Fragmento de página:
====================

Los pescadores iban bajando a media tarde por la cuesta hacia el puerto con las ropas de agua y un cesto de junco trenzado en la mano donde llevaban el vino y la comida para la cena. Se iban juntando por grupos y montándose en las barcas de remos que los acercarían a los pesqueros. No se cobraba jornal, sino que se iba a "la parte" y cada uno cobraba en función de lo que se hubiese pescado en su barco. La mitad era para el armador y de la mitad restante se hacían partes proporcionales a la categoria que se ocupase en el barco. Cuando las cosas iban mal dadas podían pasar semanas sin meter un duro en casa y todas las mañanas, lo mismo que en otros sitios se habla del tiempo que hace, les preguntábamos a las mujeres si habían pescado algo o no. Por eso el día que copaban una buena carga de parrocha o de xurelo, los barcos entraban en puerto haciendo sonar las sirenas con estrépito.
De todo, lo que más me gustaba era ayudar en el " boliche " las mañanas que se hacía desde la playa. Se metía la barca del señor Agustín hasta la mitad de la ría, se soltaban las redes de arrastre y todos desde la orilla de la playa íbamos tirando de las maromas de uno y otro extremo de la red que barría toda la pesca que estaba en su camino. Yo iba tirando siempre tras mi padre, al que recuerdo siempre vestido con un bañador negro de punto y con tirantes. Cuando se llegaba a lo alto de la playa, se soltaba la cuerda y bajabas corriendo hasta la orilla del mar para comenzar a tirar de nuevo. Al acercarse el fondo de la red a la orilla dos o tres pescadores armados de remos comenzaban a apalear con fuerza el agua para marear al pescado que bullía intentando salir de la red. Una vez en la playa se recogía el pescado y el marisco, y siempre nos daban la " parte " por ayudar. Como es lógico a nosotros nos dejaban participar por mi padre, porque poca fuerza se podia hacer con 7 u 8 años de edad, aunque poníamos todo el empeño en ello. Y así ibamos muy ufanos donde estaba nuestra madre en medio de los demás veraneantes para enseñarle la merluza o el centollo que nos había correspondido por participar.
Había dos patronos que pescaban con boliche, El Toniño y el señor Agustín. A mi padre siempre le gustaba ir con este, un abuelo con barba blanca, siempre sonriente y al que le faltaban dos dedos de una mano que, según contaba, los perdió mariscando percebes cuando era joven. Vivía en una de las casas mejores del pueblo, a espaldas de la playa y muy cerca del Castillo que no era más que una bóveda de piedra, restos de un torreón que protegía la entrada de la ría.

====================

Conjunto de tareas:
1. Enumera todos los pescados y mariscos que se nombran en el fragmento sobre los pescadores.
2. Responde a estas preguntas según el fragmento sobre los pescadores:
(a) ¿Qué parte de lo pescado era para el armador?
(b) ¿Qué ropa llevaba el padre del narrador cuando tiraba de las maromas?
(c) ¿Cuántos dedos le faltaban al señor Agustín y cómo los perdió?
3. Continúa el fragmento sobre los pescadores a partir de su última frase.

Etiquetado de regiones
====================

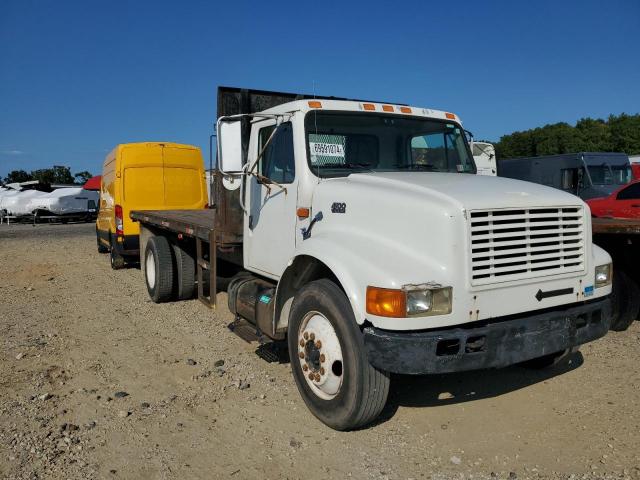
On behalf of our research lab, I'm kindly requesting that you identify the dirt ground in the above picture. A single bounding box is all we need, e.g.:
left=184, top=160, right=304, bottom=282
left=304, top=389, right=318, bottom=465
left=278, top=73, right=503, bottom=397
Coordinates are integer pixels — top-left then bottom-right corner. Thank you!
left=0, top=224, right=640, bottom=480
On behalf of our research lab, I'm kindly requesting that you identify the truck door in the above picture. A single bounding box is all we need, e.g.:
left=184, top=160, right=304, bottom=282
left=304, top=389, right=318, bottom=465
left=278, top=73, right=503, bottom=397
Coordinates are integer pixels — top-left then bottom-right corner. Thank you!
left=244, top=120, right=297, bottom=277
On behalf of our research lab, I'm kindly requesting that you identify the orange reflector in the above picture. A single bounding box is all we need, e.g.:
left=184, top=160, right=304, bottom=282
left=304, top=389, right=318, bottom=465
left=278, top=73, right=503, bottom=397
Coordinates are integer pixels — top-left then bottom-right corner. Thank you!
left=296, top=207, right=311, bottom=218
left=367, top=286, right=407, bottom=318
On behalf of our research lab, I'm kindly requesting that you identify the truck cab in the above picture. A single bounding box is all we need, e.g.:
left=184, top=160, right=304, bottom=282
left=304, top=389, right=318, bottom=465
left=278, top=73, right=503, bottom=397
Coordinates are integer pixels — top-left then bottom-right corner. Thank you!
left=135, top=87, right=611, bottom=430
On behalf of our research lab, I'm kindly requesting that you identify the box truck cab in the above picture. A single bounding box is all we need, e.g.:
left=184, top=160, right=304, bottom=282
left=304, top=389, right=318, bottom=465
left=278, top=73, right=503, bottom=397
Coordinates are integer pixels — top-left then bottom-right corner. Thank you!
left=96, top=142, right=207, bottom=269
left=132, top=88, right=611, bottom=430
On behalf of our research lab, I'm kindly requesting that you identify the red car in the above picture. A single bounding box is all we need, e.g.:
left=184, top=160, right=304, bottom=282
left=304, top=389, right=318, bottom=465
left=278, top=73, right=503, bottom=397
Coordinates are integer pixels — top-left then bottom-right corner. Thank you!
left=587, top=180, right=640, bottom=218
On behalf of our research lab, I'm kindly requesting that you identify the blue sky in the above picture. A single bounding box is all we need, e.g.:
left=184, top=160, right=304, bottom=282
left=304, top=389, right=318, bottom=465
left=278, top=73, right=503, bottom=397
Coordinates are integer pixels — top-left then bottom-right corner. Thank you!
left=0, top=0, right=640, bottom=176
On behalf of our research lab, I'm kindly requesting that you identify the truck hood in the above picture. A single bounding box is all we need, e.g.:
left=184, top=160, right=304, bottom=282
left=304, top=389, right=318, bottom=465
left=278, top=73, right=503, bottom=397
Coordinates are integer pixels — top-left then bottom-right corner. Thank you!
left=340, top=172, right=583, bottom=210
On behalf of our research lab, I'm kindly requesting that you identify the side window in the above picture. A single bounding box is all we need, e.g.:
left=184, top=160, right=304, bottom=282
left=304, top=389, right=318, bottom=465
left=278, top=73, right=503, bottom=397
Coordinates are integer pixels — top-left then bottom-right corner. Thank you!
left=258, top=123, right=295, bottom=183
left=560, top=168, right=578, bottom=193
left=410, top=129, right=470, bottom=172
left=616, top=183, right=640, bottom=200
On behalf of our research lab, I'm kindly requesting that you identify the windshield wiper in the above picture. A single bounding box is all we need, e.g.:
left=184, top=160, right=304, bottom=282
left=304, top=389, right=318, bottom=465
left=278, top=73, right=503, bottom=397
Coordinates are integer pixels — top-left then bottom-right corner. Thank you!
left=396, top=163, right=436, bottom=171
left=318, top=162, right=371, bottom=170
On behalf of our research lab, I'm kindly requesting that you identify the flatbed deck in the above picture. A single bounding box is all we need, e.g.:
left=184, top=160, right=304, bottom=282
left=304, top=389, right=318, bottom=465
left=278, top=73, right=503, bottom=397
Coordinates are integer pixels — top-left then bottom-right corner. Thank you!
left=591, top=218, right=640, bottom=235
left=130, top=209, right=216, bottom=242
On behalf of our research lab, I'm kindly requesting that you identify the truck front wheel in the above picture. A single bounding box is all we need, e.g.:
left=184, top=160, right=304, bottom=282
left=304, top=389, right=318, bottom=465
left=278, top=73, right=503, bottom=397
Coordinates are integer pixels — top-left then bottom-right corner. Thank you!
left=288, top=279, right=389, bottom=430
left=143, top=236, right=174, bottom=303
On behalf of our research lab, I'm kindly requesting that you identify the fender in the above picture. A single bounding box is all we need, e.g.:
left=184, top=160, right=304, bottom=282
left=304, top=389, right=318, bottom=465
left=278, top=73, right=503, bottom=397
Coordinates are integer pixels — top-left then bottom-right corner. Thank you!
left=273, top=228, right=448, bottom=332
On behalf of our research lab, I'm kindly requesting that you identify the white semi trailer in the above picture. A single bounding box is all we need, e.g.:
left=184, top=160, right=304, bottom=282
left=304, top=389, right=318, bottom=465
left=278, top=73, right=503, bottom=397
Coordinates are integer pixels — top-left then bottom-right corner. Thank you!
left=131, top=87, right=611, bottom=430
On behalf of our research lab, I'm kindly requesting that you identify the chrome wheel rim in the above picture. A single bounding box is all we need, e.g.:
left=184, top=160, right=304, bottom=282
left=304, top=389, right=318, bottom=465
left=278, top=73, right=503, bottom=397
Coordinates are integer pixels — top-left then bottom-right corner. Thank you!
left=144, top=250, right=156, bottom=289
left=297, top=311, right=344, bottom=400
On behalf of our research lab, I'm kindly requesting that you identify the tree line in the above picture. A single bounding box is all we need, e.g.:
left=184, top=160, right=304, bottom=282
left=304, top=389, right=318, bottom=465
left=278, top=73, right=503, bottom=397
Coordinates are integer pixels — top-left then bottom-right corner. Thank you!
left=495, top=113, right=640, bottom=158
left=4, top=165, right=93, bottom=185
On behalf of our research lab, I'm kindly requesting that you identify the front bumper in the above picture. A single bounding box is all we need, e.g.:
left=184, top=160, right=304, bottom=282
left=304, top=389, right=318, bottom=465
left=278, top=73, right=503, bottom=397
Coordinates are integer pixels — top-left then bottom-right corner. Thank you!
left=364, top=298, right=611, bottom=375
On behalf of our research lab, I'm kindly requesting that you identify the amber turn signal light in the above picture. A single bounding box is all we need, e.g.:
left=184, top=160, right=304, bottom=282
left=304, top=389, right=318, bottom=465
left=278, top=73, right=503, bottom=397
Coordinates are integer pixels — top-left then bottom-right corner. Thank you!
left=367, top=286, right=407, bottom=318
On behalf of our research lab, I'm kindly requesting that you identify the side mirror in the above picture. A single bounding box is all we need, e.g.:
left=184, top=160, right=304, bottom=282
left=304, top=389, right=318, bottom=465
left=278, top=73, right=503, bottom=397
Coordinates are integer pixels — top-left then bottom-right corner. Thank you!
left=217, top=118, right=244, bottom=175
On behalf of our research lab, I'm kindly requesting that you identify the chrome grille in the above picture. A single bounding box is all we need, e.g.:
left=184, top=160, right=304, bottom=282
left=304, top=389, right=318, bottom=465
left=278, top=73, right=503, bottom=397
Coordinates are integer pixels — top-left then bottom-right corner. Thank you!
left=470, top=207, right=585, bottom=285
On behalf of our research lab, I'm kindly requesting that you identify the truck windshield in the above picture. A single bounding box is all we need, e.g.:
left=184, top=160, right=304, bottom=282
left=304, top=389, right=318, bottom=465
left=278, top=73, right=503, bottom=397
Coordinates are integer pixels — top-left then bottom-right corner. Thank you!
left=305, top=110, right=476, bottom=177
left=588, top=163, right=633, bottom=185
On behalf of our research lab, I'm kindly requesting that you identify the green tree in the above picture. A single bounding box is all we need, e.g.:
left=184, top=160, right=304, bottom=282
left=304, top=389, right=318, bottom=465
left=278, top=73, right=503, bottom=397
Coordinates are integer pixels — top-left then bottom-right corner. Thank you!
left=31, top=165, right=74, bottom=185
left=495, top=113, right=640, bottom=158
left=4, top=170, right=33, bottom=183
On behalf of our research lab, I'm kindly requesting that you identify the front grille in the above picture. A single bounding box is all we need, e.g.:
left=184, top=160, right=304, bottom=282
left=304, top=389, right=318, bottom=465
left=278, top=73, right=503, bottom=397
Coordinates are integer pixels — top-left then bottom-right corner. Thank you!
left=470, top=207, right=585, bottom=285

====================

Respuestas escritas:
1. Parrocha, xurelo, merluza, centollo y percebes.

2.
(a) La mitad.
(b) Un bañador negro de punto con tirantes.
(c) Le faltaban dos dedos de una mano, que perdió de joven mariscando percebes.

3.
Uno de los veranos murió el señor Agustín y se montó el velatorio en su casa. Fuimos allí con nuestros padres y la vivienda era un hervidero de gente. En la habitación de recibir estaba el ataud con el muerto tan solo iluminado por unas cuantas velas y su mujer rezando a su lado. Pero el resto de la casa estaba llena de gente y de la cocina salían continuamente cafeteras humeantes, fuentes con comida y botellas de vino y de aguardiente para que la gente pudiese resistir toda la noche en vela. Me produjo una impresión enorme ver a todos reir, contar chistes y jugar a las cartas, comiendo y bebiendo, mientras la mujeruca lloraba sola en la sala.
Como las relaciones con la familia de mi padre no eran muy boyantes, alquilábamos las casas de las Huetas, una pareja de hermanas mayores que durante el verano dejaban su vivienda para los veraneantes y se tresladaban a otra más pequeña situada casi al aldo. La mayor, Antonia, era soltera, siempre con los lentes de concha en la punta de la nariz y una bota alta para compensar su cojera. Se ganaba la vida como de modista y a mi me gustaba mucho pasarme a la casa que ocupaban para jugar con los carretes de hilo y los botones y a veces me dejaba trastear con la máquina de coser, de esas pequeñas, de sobremesa que en lugar de pedal llevan una rueda a un lado que había que mover con mucha rapidez para dar los pespuntes. La otra, Manola, era una mujer siempre muy callada, siempre con una sonrisa muy triste en los labios, siempre vestida de negro, con el pelo blanco muy rizado, que trabajaba en el puerto por las noches y en la Cerámica de Sada durante el día y que en el resto del tiempo libre llevaba todo el peso de las labores de la casa.
Frente a nuestra casa estaba el sitio más importante de Fontán: la tienda de Manoliño y Josefina, una especie de grandes almacenes donde lo mismo te vendían una libra de patatas que una gaseosa o un par de zapatillas. Pronto descubrimos que también vendían sedal y anzuelos para pescar, así que nos aficionamos a bajar a las escolleras del puerto para intentar pescar alguna faneca o algun panchito despitados, pero no dábamos abasto a comprar más material porque se nos quedaban las líneas enredadas entre las rocas y subíamos corriendo a la tienda a reponer existencias. Menos mal que era al fiado. El problema es cuando Manoliño le pidió a mis padres que saldaran una deuda de la que no tenían constancia. La solución fué la tipica en estos casos: cobró Manoliño y también cobramos nosotros.
El momento álgido del día era después de la cena cuando encendían la tele en blanco y negro que presidía la tienda. Todos nos agolpábamos en los bancos corridos a lo largo de las paredes y si había un poco de suerte, nos compraban una gaseosa con bola de cristal. En el centro de la tienda, entre la tele y el mostrador se sentaba Josefita en un taburete y el marido se acomodaba sobre ella: " que bien estoy en mi Flex " decía Manoliño todas las noches mientras veíamos a Hertal Frankel o a Torrebruno. En esa época me enamoré de Mina y de Rita Pavone.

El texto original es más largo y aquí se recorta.